** Start of DATA LISTING **

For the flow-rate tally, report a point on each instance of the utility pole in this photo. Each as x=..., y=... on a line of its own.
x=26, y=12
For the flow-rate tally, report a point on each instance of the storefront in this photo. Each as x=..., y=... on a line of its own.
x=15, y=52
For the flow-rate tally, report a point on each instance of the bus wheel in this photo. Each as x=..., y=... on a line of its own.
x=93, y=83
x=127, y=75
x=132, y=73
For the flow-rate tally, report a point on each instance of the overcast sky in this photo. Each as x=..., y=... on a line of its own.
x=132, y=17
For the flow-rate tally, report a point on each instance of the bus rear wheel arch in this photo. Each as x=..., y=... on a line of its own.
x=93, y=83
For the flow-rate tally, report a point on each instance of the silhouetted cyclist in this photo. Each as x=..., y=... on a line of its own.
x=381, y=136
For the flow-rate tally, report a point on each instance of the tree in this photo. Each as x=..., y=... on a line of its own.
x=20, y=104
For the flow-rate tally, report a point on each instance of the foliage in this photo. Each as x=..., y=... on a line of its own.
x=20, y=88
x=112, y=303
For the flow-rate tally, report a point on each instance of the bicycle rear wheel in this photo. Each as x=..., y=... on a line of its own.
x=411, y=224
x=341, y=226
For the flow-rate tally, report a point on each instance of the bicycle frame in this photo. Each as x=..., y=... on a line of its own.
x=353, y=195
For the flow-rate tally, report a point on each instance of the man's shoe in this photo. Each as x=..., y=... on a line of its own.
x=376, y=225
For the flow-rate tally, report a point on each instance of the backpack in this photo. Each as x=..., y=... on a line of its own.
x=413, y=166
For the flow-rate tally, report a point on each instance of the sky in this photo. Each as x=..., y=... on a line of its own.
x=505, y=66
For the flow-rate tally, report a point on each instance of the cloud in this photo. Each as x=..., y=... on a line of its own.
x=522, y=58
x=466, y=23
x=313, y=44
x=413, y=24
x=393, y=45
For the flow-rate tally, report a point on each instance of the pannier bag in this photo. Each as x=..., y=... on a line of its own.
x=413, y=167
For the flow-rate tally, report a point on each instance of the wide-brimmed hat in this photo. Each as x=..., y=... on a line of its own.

** End of DATA LISTING **

* WHAT THIS TASK INVOLVES: Write out every item above verbatim, in the same order and with the same line breaks.

* REPLY:
For the flow-rate tally, report a point on each instance of the utility pole in this photo. Each as x=..., y=... on a line of its own.
x=26, y=12
For the flow-rate tally, report a point on each instance of the storefront in this photo. Each as x=..., y=... on a line of its own.
x=15, y=52
For the flow-rate tally, report a point on each instance of the bus wheel in this photo. Each as x=..., y=... on a line of its own.
x=93, y=83
x=127, y=75
x=132, y=73
For the flow-rate tally, report a point on each instance of the overcast sky in this photo. Each as x=..., y=... on a line of its own.
x=132, y=17
For the flow-rate tally, report a point on each instance of the bus rear wheel arch in this photo. Each as x=..., y=... on a line of its own.
x=93, y=83
For the flow-rate tally, report a point on each instance of the silhouetted cyclist in this photo. Each as x=..., y=... on a line of its own.
x=381, y=136
For the flow-rate tally, report a point on each instance of the tree in this photo. Each as x=..., y=... on a line of its own.
x=20, y=104
For the flow-rate tally, report a point on each instance of the foliage in this photo. Each as x=..., y=... on a line of its own.
x=20, y=88
x=112, y=303
For the flow-rate tally, report a point on each instance of the bicycle rear wheel in this photo. Each as x=..., y=... on a line of its own.
x=411, y=224
x=341, y=226
For the flow-rate tally, report a point on each instance of the bicycle frame in this photo. Each as x=..., y=... on a line of its own.
x=353, y=195
For the flow-rate tally, report a point on each instance of the man's shoe in this photo. Each as x=..., y=... on a line of its own.
x=376, y=225
For the flow-rate tally, report a point on each instance of the backpack in this photo. Each as x=..., y=... on a line of its own.
x=413, y=166
For the flow-rate tally, report a point on each instance of the sky in this photo. Each as x=..., y=... on a line of its own.
x=505, y=66
For the flow-rate tally, report a point on each instance of the cloud in this photo. Each as x=..., y=... on a line of its own.
x=522, y=58
x=466, y=23
x=313, y=44
x=413, y=24
x=393, y=45
For the flow-rate tally, report a point on each instance of the pannier bag in this photo. Each as x=..., y=... on a line of its own.
x=413, y=167
For the flow-rate tally, report a point on each instance of the wide-brimmed hat in this photo. Each as x=..., y=... on a line of its own.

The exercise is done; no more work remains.